- [YOUR INSTRUCTIONS]: Write out only the lines from the line that holds "Where can the picket" to the end of the listing below, inclusive, with the pictures omitted.

- [RECORDS FOR THIS EXERCISE]:
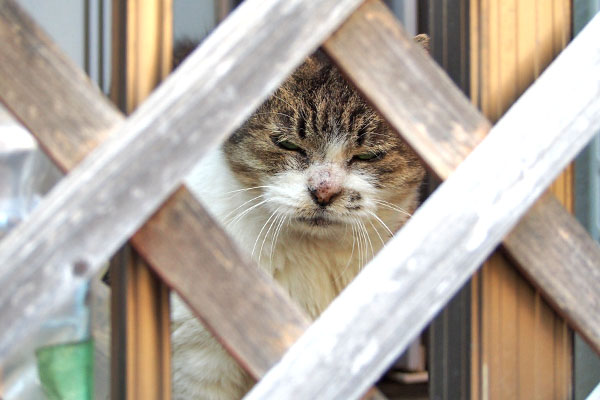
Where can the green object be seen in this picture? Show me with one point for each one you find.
(66, 370)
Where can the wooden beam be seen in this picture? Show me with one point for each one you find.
(443, 127)
(142, 44)
(94, 209)
(450, 235)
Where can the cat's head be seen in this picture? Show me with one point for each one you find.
(323, 158)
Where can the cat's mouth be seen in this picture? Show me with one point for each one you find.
(317, 221)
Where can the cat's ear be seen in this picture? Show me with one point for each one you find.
(423, 40)
(313, 65)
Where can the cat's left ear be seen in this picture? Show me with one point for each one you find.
(423, 40)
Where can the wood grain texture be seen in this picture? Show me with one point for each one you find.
(433, 116)
(575, 293)
(71, 129)
(438, 121)
(236, 297)
(526, 346)
(141, 41)
(103, 201)
(449, 236)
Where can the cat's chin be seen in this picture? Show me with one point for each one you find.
(317, 221)
(321, 227)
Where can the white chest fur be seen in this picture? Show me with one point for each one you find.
(313, 270)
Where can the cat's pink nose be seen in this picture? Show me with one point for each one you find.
(324, 186)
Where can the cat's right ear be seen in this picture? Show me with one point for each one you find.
(314, 64)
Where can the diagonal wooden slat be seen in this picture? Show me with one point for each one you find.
(449, 236)
(105, 199)
(441, 124)
(140, 327)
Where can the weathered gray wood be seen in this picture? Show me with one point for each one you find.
(275, 322)
(407, 87)
(71, 128)
(444, 242)
(108, 196)
(444, 128)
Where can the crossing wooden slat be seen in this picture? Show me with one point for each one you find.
(443, 127)
(80, 222)
(449, 236)
(574, 286)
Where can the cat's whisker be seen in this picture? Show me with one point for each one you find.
(382, 223)
(393, 207)
(361, 244)
(247, 189)
(267, 234)
(367, 242)
(364, 228)
(377, 232)
(242, 205)
(341, 274)
(239, 217)
(274, 213)
(276, 237)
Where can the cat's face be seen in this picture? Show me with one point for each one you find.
(322, 158)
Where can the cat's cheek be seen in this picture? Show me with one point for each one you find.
(287, 191)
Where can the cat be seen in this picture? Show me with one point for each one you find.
(310, 187)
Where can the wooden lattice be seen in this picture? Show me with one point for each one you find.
(138, 163)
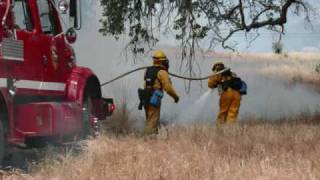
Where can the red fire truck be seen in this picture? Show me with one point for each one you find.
(43, 93)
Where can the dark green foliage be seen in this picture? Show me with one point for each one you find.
(190, 21)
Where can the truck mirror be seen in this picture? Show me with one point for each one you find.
(75, 14)
(63, 6)
(71, 35)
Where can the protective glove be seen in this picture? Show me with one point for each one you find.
(176, 99)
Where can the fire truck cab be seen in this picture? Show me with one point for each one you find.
(43, 93)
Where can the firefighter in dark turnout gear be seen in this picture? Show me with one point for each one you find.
(156, 80)
(230, 97)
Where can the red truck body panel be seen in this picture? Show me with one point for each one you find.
(49, 87)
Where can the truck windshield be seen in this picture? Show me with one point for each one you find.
(22, 15)
(47, 17)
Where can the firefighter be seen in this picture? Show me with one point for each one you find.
(156, 80)
(230, 97)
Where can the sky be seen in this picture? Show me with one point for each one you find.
(299, 35)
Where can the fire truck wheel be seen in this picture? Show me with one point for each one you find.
(87, 130)
(2, 143)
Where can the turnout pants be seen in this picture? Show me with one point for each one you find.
(152, 119)
(229, 106)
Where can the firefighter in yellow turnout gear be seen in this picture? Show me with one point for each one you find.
(157, 78)
(230, 98)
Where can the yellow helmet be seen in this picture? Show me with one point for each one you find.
(159, 56)
(218, 66)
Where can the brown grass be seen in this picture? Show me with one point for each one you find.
(287, 149)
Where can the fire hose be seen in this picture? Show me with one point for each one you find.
(171, 74)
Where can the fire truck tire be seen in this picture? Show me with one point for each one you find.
(87, 130)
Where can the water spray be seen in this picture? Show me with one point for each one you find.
(195, 109)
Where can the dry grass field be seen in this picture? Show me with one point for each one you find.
(252, 149)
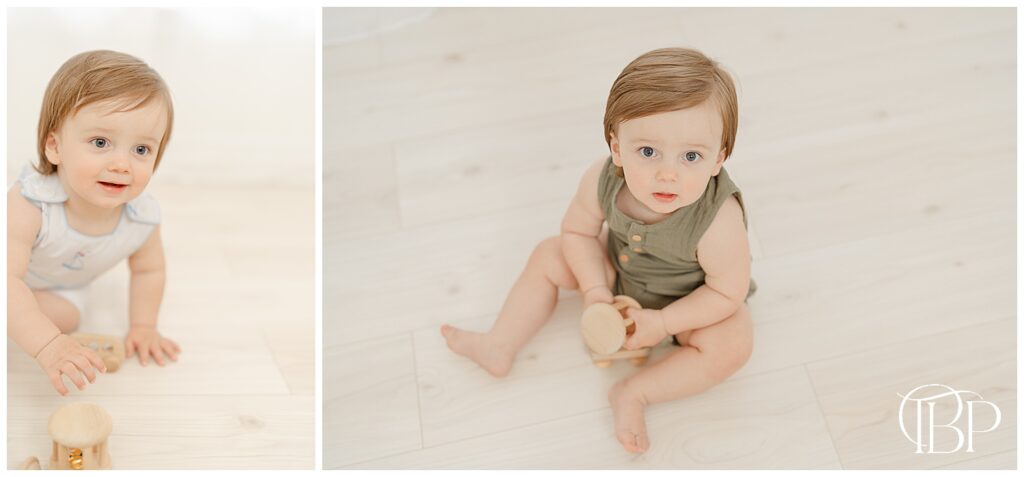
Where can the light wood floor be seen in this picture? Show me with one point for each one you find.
(240, 302)
(877, 156)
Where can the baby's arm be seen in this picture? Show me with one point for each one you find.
(147, 275)
(581, 246)
(56, 353)
(724, 254)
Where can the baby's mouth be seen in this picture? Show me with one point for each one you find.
(665, 197)
(113, 186)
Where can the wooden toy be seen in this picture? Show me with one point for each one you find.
(31, 464)
(79, 431)
(110, 348)
(604, 330)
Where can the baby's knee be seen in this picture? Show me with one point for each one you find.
(67, 320)
(728, 348)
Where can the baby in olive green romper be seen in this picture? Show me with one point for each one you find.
(676, 240)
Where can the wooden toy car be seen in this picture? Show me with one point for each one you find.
(604, 330)
(110, 348)
(79, 431)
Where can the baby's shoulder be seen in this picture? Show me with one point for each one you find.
(24, 218)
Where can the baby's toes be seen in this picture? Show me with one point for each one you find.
(629, 441)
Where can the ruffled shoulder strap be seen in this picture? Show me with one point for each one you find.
(38, 187)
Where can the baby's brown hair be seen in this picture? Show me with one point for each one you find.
(671, 79)
(99, 76)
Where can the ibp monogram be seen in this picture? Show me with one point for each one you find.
(923, 401)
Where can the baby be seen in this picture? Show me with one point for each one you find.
(103, 126)
(676, 240)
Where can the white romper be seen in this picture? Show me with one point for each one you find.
(64, 260)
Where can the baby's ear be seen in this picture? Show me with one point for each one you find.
(52, 149)
(613, 143)
(718, 163)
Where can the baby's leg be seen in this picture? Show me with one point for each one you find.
(709, 356)
(65, 314)
(527, 307)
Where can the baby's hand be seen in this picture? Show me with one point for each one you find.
(66, 356)
(148, 343)
(649, 328)
(597, 295)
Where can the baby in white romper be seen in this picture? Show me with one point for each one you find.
(103, 126)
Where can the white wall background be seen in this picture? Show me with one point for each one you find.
(346, 25)
(242, 79)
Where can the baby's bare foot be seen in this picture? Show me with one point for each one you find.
(630, 427)
(477, 347)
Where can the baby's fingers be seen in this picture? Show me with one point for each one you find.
(171, 349)
(57, 382)
(143, 353)
(158, 354)
(71, 371)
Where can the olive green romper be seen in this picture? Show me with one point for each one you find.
(656, 263)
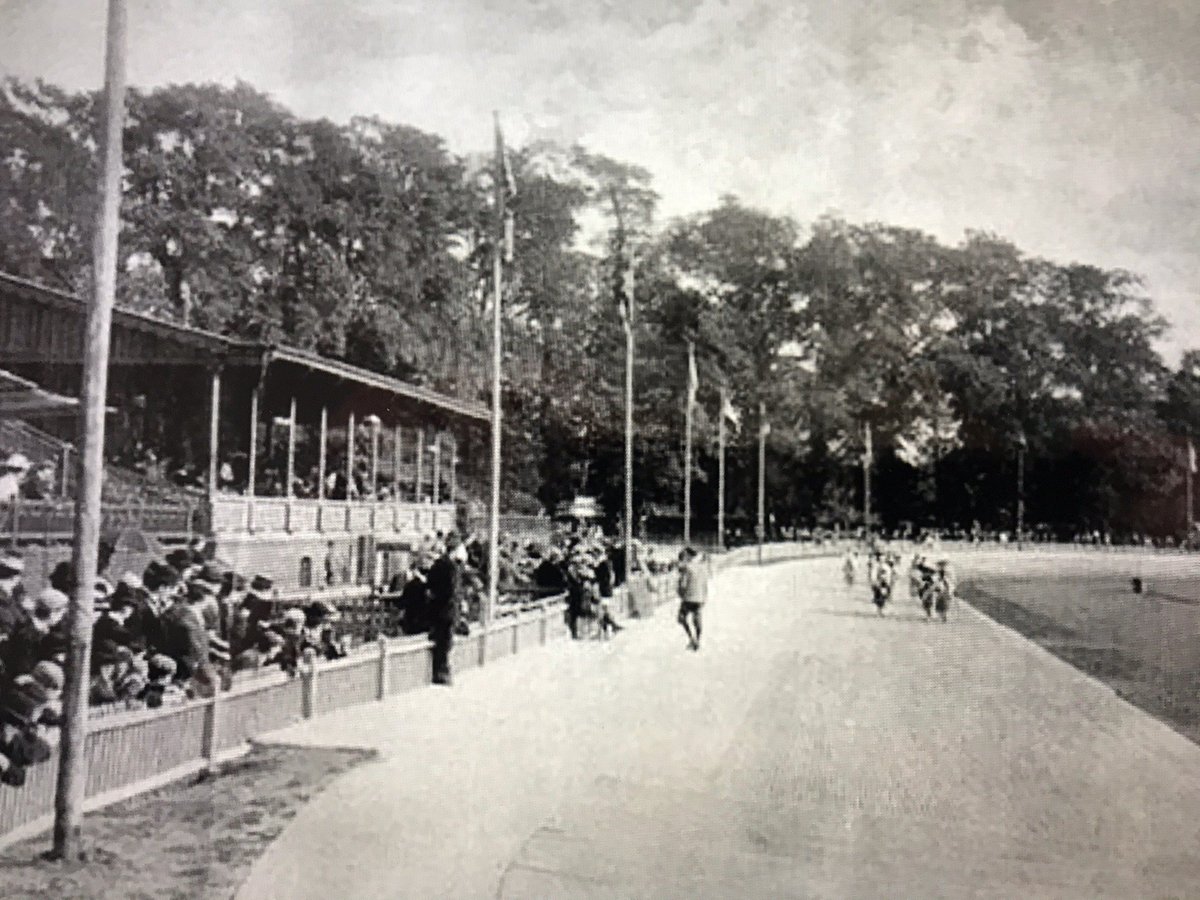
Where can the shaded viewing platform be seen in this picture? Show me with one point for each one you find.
(250, 442)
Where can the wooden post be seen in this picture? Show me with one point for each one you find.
(395, 475)
(72, 777)
(420, 461)
(349, 467)
(214, 435)
(720, 473)
(437, 468)
(253, 459)
(292, 448)
(321, 468)
(382, 688)
(289, 492)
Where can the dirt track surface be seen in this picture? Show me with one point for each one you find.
(811, 749)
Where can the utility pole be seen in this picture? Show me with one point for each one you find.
(868, 453)
(720, 472)
(687, 444)
(629, 307)
(72, 755)
(1021, 447)
(763, 431)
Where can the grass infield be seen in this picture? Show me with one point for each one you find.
(1146, 646)
(193, 839)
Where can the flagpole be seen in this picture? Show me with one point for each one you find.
(1189, 517)
(72, 774)
(867, 478)
(720, 473)
(762, 477)
(687, 453)
(629, 420)
(493, 538)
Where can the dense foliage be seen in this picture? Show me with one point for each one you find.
(372, 243)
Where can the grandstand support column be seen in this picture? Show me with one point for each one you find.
(214, 433)
(349, 468)
(72, 775)
(420, 468)
(437, 468)
(373, 423)
(289, 492)
(395, 478)
(321, 468)
(253, 459)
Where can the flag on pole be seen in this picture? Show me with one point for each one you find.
(624, 291)
(505, 191)
(693, 379)
(730, 412)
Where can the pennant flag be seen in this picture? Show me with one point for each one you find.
(505, 190)
(730, 412)
(624, 292)
(693, 379)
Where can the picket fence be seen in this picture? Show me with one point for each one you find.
(133, 751)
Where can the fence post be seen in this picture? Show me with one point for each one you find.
(383, 667)
(211, 730)
(309, 683)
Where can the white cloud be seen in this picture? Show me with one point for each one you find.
(1061, 124)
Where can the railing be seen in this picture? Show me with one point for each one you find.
(234, 514)
(53, 521)
(135, 750)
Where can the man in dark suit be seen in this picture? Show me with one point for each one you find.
(444, 592)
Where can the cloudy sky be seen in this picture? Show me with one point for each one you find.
(1069, 126)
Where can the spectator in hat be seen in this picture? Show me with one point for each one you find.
(12, 570)
(112, 624)
(12, 474)
(184, 636)
(160, 688)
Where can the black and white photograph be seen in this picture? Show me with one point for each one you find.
(635, 449)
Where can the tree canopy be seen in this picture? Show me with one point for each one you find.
(371, 241)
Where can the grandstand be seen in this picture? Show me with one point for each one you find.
(304, 468)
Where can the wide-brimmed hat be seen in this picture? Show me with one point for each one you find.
(261, 586)
(16, 462)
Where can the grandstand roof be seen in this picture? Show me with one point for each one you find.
(21, 397)
(42, 325)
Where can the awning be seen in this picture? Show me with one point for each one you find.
(21, 397)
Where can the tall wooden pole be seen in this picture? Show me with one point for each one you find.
(437, 468)
(687, 448)
(419, 475)
(493, 526)
(292, 449)
(253, 459)
(868, 453)
(720, 473)
(630, 307)
(321, 457)
(214, 433)
(349, 459)
(1189, 514)
(1020, 491)
(762, 478)
(72, 755)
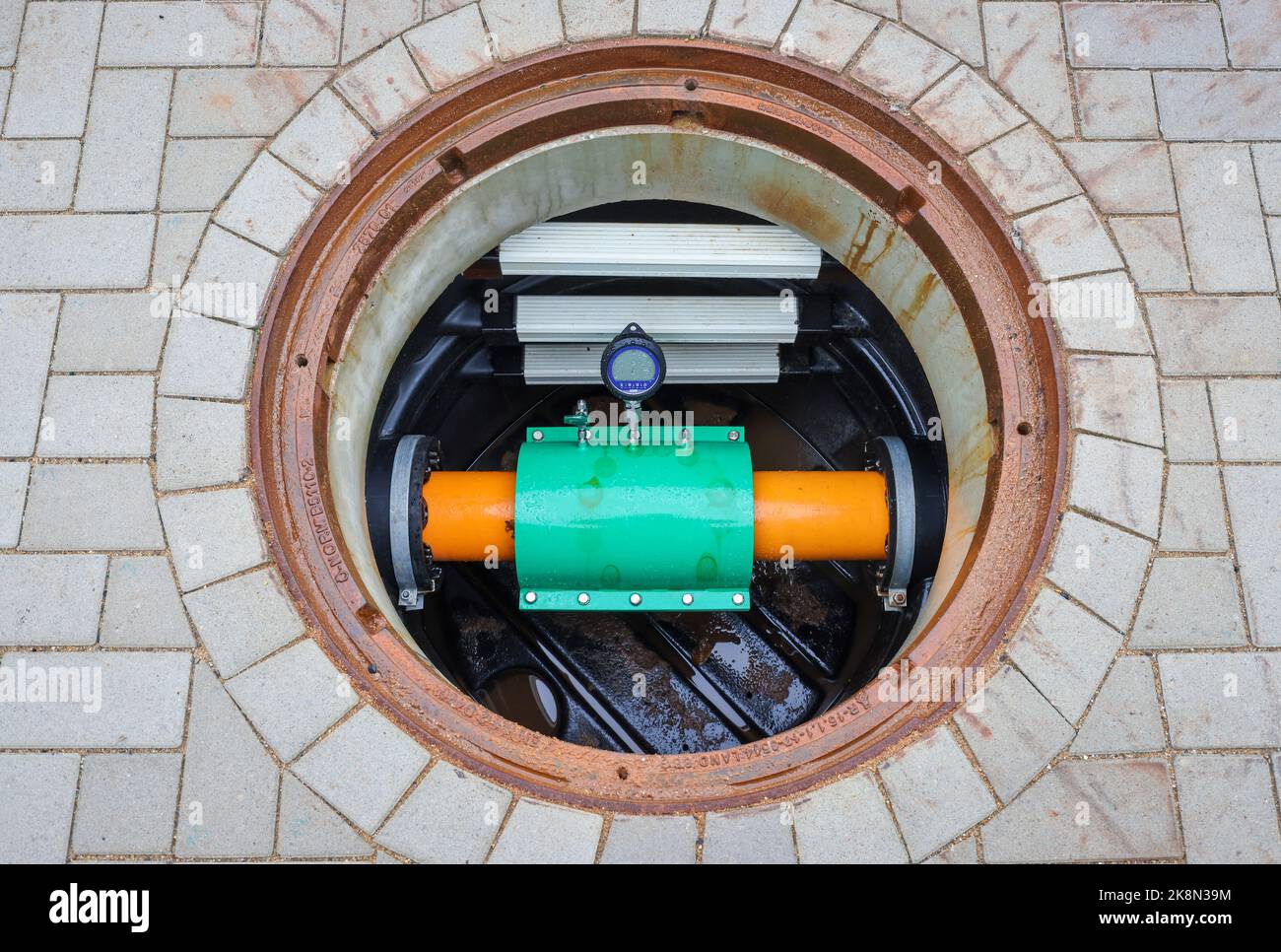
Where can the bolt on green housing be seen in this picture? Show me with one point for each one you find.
(635, 520)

- [WRITTEN SOLUTION]:
Where can the picket fence be seen in this picture? Show me with one point for each one you find.
(133, 751)
Where can the fence post be seen in this picture? Show me with one point for each one you find.
(383, 667)
(211, 730)
(309, 683)
Where can the white cloud be seen in this picture? Show me with one point for each one you find.
(1061, 124)
Where can the railing be seen in this picture? Show me with one point for each one you find.
(234, 514)
(53, 521)
(135, 750)
Where can the man in dark suit be seen in this picture? Show me with one point for each one you find.
(444, 592)
Where can the cloudy sky be seen in this picture? Show me with one point for each one you find.
(1069, 126)
Where can the spectator in hat be seen in this picture? Show me with one point for each one you find.
(12, 570)
(112, 624)
(12, 474)
(184, 636)
(160, 688)
Where can the black and white photograph be seen in this picture? Show me with one point for each one you find.
(635, 449)
Where can the tree canopy be seen in this picture? Show me with one point for each one you find.
(371, 241)
Where can the grandstand be seen in this picture? Show me with one point for each one you find.
(304, 468)
Where can the wide-brimmed hat be seen in this picture? Show me with one point for each one you find.
(261, 586)
(16, 462)
Where can the grandstand roof be seen in this picture? Show me with one point for each one you find.
(21, 397)
(42, 325)
Where can the awning be seen in this picture? Show me with one point for each one you find.
(21, 397)
Where can the tall wooden pole be seen in this picture? Show me with one point for each one you find.
(437, 468)
(687, 448)
(419, 475)
(493, 526)
(292, 449)
(253, 459)
(868, 453)
(720, 473)
(630, 307)
(321, 457)
(214, 433)
(349, 459)
(1189, 514)
(1020, 491)
(762, 478)
(72, 755)
Where can the bolt on green housing be seen in this picture? Show me with one point for each one you find.
(635, 520)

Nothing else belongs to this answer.